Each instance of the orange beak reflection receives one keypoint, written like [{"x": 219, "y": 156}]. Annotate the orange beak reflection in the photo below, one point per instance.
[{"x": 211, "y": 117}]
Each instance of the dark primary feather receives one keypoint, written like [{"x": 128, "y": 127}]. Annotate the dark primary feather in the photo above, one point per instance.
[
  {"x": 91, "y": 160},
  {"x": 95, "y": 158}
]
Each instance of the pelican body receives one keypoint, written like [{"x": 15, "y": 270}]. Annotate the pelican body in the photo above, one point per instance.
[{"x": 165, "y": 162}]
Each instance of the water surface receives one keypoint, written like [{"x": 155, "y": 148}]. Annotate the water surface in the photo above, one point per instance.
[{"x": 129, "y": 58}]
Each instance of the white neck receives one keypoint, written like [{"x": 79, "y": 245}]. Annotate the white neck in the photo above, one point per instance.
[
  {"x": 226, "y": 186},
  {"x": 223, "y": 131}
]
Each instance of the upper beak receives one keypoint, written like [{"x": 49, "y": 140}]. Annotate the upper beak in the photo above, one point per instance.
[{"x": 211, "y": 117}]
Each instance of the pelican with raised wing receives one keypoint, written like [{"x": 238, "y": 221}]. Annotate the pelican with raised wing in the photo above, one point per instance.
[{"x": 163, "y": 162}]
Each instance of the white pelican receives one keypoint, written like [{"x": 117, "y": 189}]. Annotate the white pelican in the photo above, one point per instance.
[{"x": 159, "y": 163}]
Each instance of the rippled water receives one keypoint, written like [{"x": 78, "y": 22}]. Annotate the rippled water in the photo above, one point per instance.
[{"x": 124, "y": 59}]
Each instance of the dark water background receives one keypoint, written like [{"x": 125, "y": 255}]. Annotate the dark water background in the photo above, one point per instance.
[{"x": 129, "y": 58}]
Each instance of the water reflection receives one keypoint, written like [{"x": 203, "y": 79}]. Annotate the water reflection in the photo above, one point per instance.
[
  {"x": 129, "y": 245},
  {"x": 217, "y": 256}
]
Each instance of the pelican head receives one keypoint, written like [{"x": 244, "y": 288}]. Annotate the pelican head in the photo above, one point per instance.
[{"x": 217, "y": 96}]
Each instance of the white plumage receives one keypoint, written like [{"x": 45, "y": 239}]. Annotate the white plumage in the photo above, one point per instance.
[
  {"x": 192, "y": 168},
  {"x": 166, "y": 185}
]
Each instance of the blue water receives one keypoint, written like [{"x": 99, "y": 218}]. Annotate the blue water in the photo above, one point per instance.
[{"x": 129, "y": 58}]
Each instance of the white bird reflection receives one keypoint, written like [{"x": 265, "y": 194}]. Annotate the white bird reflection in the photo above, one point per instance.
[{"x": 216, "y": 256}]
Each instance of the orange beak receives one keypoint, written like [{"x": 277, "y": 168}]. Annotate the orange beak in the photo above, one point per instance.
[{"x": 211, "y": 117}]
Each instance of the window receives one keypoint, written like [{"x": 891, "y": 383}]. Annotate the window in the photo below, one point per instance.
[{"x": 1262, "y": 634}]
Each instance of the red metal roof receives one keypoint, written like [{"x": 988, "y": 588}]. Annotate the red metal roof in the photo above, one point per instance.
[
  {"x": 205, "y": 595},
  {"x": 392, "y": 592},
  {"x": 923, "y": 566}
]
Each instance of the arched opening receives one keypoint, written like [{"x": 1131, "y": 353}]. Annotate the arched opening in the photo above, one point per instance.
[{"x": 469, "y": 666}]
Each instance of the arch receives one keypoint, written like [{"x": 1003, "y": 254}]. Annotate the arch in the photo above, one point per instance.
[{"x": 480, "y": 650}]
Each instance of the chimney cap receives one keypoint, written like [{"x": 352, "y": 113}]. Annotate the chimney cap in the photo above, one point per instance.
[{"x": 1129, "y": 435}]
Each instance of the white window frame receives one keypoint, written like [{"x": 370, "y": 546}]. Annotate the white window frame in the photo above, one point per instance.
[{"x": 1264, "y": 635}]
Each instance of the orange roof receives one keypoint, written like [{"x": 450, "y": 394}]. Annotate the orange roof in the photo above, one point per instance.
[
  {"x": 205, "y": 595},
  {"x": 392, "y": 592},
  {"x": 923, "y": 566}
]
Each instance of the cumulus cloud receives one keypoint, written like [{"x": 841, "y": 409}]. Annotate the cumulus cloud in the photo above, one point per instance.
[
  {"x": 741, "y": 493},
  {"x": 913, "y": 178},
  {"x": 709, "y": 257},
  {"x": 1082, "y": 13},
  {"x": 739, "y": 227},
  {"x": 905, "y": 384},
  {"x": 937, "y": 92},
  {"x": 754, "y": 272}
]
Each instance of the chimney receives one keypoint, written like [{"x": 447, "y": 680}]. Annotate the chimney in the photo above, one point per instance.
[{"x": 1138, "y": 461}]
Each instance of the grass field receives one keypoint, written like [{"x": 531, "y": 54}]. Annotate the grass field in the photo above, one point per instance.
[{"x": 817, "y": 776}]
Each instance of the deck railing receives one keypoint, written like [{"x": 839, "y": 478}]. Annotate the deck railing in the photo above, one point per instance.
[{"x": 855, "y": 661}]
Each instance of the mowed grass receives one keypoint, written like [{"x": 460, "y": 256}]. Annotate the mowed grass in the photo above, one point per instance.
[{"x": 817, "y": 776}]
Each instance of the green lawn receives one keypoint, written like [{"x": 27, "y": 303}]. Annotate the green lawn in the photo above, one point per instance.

-------------------------

● **REQUIRED WORK**:
Write the entries out once more, exactly as they appear.

● **WRITTEN RESPONSE**:
Each instance of the orange beak reflection receives one keypoint, written like [{"x": 219, "y": 156}]. Annotate the orange beak reflection in the photo below, one point per instance.
[{"x": 211, "y": 117}]
Each instance of the dark primary feather receives one keypoint, written like [{"x": 128, "y": 127}]. Annotate the dark primary feather in the photo above, one point per instance.
[
  {"x": 91, "y": 160},
  {"x": 95, "y": 158}
]
Each instance of the pelican body receives one keypoint, written like [{"x": 15, "y": 270}]. Annotate the pelican body in the photo above, one point per instance.
[{"x": 165, "y": 162}]
Each instance of the water surface receives one keypoint, written like [{"x": 155, "y": 148}]. Annotate the water surface in the photo above, one point per instance.
[{"x": 129, "y": 58}]
Each instance of the white neck receives one keypoint, written like [{"x": 79, "y": 245}]. Annotate the white neck in the photo above, one point per instance.
[
  {"x": 226, "y": 186},
  {"x": 223, "y": 131}
]
Each instance of the upper beak receives one keypoint, written like [{"x": 49, "y": 140}]. Annotate the upper beak in the photo above, one point per instance.
[{"x": 211, "y": 117}]
Each instance of the pelican with raised wing receives one keypoint, written like [{"x": 238, "y": 221}]. Annotate the pelican with raised wing in the photo above, one point per instance.
[{"x": 163, "y": 162}]
Each instance of the white pelican receives one keypoint, written like [{"x": 117, "y": 189}]. Annotate the white pelican in the photo above, one point per instance.
[{"x": 159, "y": 163}]
Each instance of the rippled water receives one keypoint, written like [{"x": 78, "y": 22}]. Annotate the rippled water in the photo above, one point per instance.
[{"x": 124, "y": 59}]
Each instance of the dark water background receives one keypoint, written like [{"x": 125, "y": 255}]. Annotate the dark water background in the photo above, one point per instance.
[{"x": 129, "y": 58}]
Each instance of the water reflection receives one keypoint, written like [{"x": 203, "y": 79}]. Annotate the water reflection in the photo above, one point per instance.
[
  {"x": 129, "y": 245},
  {"x": 217, "y": 256}
]
Each instance of the pelican head receives one keypoint, written like [{"x": 244, "y": 288}]. Annotate the pelican head in the photo above, one point per instance.
[{"x": 217, "y": 96}]
Each instance of the white plumage receives one keypoint, written like [{"x": 45, "y": 239}]. Annotate the white plumage in the photo above, one point per instance.
[
  {"x": 192, "y": 168},
  {"x": 166, "y": 185}
]
Each instance of the blue water receives one keypoint, written like [{"x": 99, "y": 218}]. Annotate the blue water in the photo above, one point per instance.
[{"x": 129, "y": 58}]
Each instance of the white bird reflection receives one keypoint, written like [{"x": 265, "y": 194}]. Annotate the white bird reflection in the photo above, one point per instance.
[{"x": 216, "y": 256}]
Each instance of the orange beak receives one keypoint, written like [{"x": 277, "y": 168}]. Annotate the orange beak in the photo above, one point per instance.
[{"x": 211, "y": 117}]
Each instance of the window receives one keypoint, written like [{"x": 891, "y": 383}]. Annotate the window in the photo below, one point per instance.
[{"x": 1262, "y": 634}]
Each instance of the red metal roof receives one keypoint, written like [{"x": 988, "y": 588}]. Annotate the red metal roof in the photo above, one point per instance.
[
  {"x": 205, "y": 595},
  {"x": 392, "y": 592},
  {"x": 923, "y": 566}
]
Each instance of the arched opening receives one keypoint, written like [{"x": 1131, "y": 353}]. Annotate the arched opening in the photo above, one point per instance.
[{"x": 469, "y": 666}]
Each instance of the arch receives one keypoint, written like [{"x": 1003, "y": 254}]. Annotate the arch in the photo above, one point per instance.
[{"x": 480, "y": 650}]
Each instance of the chimney cap receives one keypoint, written like [{"x": 352, "y": 113}]. Annotate the chimney cap in the photo above, one point per instance.
[{"x": 1129, "y": 435}]
Each instance of the white window frame receives one keypoint, written like [{"x": 370, "y": 546}]. Annotate the white window frame in the photo above, one point per instance.
[{"x": 1264, "y": 635}]
Each instance of the orange roof receives one keypoint, written like [{"x": 450, "y": 394}]. Annotate the orange roof in the photo above, one point per instance.
[
  {"x": 205, "y": 595},
  {"x": 392, "y": 592},
  {"x": 923, "y": 566}
]
Each instance of the cumulus cloud receives one keypoint, written like [{"x": 841, "y": 409}]. Annotate the cumulus cloud in the photo above, one point per instance.
[
  {"x": 741, "y": 493},
  {"x": 913, "y": 178},
  {"x": 709, "y": 257},
  {"x": 1082, "y": 13},
  {"x": 739, "y": 227},
  {"x": 905, "y": 384},
  {"x": 937, "y": 92},
  {"x": 754, "y": 272}
]
Each instance of the chimney receives one keypoint, written like [{"x": 447, "y": 680}]. Annotate the chimney in the photo above, one point per instance.
[{"x": 1138, "y": 461}]
Each instance of the grass field receives one keypoint, written like [{"x": 531, "y": 54}]. Annotate the grass field in the photo above, one point per instance.
[{"x": 817, "y": 776}]
Each instance of the deck railing receives one keypoint, written like [{"x": 839, "y": 478}]. Annotate the deck railing in the photo above, one point per instance.
[{"x": 855, "y": 661}]
Each instance of the mowed grass receives one keypoint, written like [{"x": 460, "y": 256}]. Annotate the mowed grass in the photo above, one point per instance.
[{"x": 817, "y": 776}]
Each instance of the green lawn receives one keypoint, written like [{"x": 27, "y": 303}]. Annotate the green lawn in the photo above, one point per instance.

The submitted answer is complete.